◆ **Exercise text**
'''

The Family Tree…or Shrubbery

A new and interesting article is making the rounds following a publication appearing in the journal Nature on Thursday. Discovery has a summary of it, in case you don’t have access to Nature.

The short version is that two types of humans which they assumed to have an ancestor-descendant relationship actually coexisted. Oops?

I enjoy genealogy and family history research, despite the fact that I have yet to link myself with any of the royal families of Europe. One branch either got thrown out of Scotland or Ireland (it’s not really clear and there’s people of that name in both countries), one branch had a nice large family farm in a totally different state of Germany than my grandmother spent years telling us, and we MIGHT be related to landowners near the German/French border but as we’ve been unable to trace the name past Revolutionary War discharge papers, we’re assuming something got changed or written down incorrectly. Kind of pales in comparison to a family I know with a direct line to Russian nobility (not the Romanovs but part of the royal court) and another friend who can trace to a wife of Henry VIII and a noble who has a small state on the east coast named for him.

'''

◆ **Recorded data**
'''

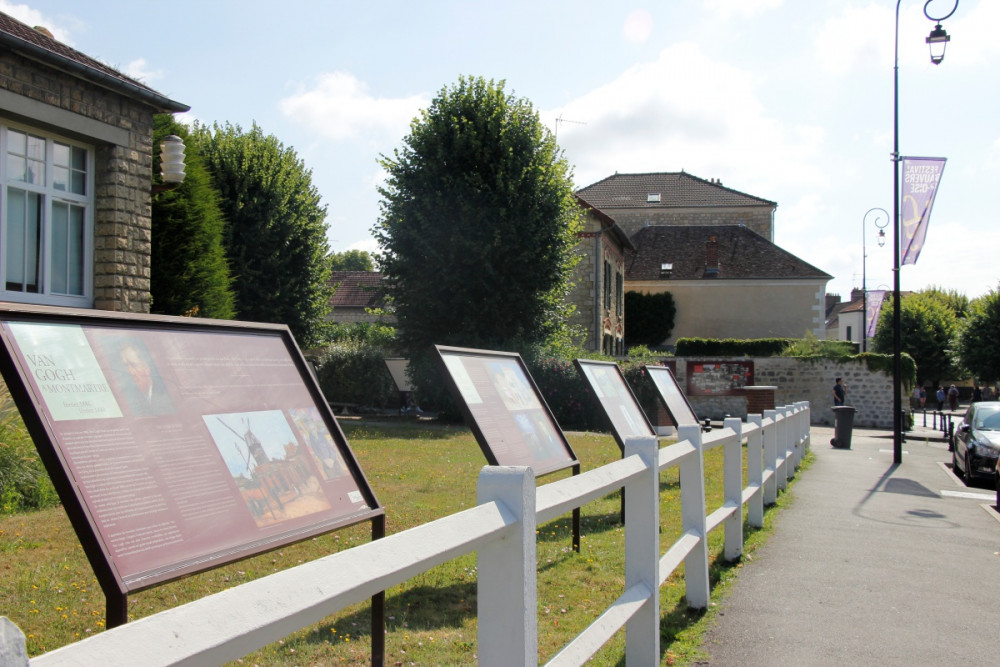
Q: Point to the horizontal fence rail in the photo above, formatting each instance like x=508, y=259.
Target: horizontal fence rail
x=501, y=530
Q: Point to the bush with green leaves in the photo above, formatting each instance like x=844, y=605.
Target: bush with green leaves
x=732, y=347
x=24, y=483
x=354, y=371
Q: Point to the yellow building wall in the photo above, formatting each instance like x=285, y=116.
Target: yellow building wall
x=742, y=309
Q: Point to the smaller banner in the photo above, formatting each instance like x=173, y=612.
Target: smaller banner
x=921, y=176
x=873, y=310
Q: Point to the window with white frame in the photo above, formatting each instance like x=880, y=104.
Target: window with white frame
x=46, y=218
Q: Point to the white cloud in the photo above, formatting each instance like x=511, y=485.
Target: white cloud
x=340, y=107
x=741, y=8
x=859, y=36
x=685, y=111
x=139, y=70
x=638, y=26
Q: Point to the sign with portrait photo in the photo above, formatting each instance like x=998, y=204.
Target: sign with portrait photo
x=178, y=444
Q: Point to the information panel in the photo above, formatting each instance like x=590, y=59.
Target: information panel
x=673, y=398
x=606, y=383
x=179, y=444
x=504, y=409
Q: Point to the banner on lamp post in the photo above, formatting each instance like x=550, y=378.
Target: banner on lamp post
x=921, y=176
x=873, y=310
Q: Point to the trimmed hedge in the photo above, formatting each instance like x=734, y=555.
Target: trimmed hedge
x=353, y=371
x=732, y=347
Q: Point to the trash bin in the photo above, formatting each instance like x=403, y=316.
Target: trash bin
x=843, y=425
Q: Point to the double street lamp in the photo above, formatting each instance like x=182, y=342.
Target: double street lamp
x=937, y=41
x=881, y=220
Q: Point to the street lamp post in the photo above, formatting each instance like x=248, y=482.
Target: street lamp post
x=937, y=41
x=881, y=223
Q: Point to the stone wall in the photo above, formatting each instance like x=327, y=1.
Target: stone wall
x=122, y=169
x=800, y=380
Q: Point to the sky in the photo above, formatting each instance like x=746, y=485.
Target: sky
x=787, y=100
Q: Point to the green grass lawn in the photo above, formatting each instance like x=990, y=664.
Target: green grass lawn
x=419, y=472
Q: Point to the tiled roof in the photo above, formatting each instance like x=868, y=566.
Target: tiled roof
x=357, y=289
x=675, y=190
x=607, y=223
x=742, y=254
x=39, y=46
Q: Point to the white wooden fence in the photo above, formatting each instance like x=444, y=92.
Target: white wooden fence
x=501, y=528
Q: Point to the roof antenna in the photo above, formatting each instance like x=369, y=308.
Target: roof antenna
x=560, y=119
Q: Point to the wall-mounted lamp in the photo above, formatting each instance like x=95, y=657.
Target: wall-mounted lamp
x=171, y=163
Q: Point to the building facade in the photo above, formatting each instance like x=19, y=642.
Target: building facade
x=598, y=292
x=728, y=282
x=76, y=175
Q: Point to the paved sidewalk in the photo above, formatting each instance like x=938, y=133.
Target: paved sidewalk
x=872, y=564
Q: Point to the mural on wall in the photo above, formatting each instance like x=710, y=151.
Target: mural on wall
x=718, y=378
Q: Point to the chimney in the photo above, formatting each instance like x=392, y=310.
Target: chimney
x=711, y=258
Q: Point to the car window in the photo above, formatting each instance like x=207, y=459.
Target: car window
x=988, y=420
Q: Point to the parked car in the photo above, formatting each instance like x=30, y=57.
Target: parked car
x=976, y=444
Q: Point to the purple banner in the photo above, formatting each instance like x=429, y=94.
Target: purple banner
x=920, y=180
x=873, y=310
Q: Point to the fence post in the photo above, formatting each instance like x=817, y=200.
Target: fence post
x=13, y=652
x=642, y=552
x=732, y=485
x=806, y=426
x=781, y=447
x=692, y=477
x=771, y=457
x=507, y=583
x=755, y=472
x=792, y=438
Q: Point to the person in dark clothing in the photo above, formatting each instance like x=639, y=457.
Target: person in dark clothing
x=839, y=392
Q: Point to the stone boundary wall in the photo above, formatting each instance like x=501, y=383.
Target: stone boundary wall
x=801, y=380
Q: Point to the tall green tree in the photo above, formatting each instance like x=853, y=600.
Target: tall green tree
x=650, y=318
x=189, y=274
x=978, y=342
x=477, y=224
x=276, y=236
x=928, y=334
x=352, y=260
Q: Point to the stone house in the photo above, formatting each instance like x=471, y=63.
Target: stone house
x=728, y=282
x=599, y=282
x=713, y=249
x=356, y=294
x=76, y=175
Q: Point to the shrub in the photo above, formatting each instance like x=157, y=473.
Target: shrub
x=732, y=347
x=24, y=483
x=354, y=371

'''

◆ **Exercise 1**
Answer these questions from the family tree post.
(a) In which journal did the publication appear, and on what day?
(b) What did the two types of humans, assumed to have an ancestor-descendant relationship, actually do?
(c) Past what documents has the writer been unable to trace the name?
◆ **Exercise 2**
Decide whether each statement agrees with the family tree post, and support each yes or no with the deciding words of the post.
(a) The writer has linked themself to one of the royal families of Europe.
(b) Discovery offers a summary of the article for readers without access to Nature.
(c) The family with a direct line to Russian nobility descends from the Romanovs.
◆ **Exercise 3**
Echo the family tree post from "A new and interesting" up to and including "actually coexisted. Oops?".

◆ **Exercise response 1**
(a) Nature, on Thursday.
(b) They coexisted.
(c) Revolutionary War discharge papers.

◆ **Exercise response 2**
(a) No: "I have yet to link myself with any of the royal families of Europe"
(b) Yes: "Discovery has a summary of it, in case you don’t have access to Nature."
(c) No: "not the Romanovs but part of the royal court"

◆ **Exercise response 3**
A new and interesting article is making the rounds following a publication appearing in the journal Nature on Thursday. Discovery has a summary of it, in case you don’t have access to Nature.

The short version is that two types of humans which they assumed to have an ancestor-descendant relationship actually coexisted. Oops?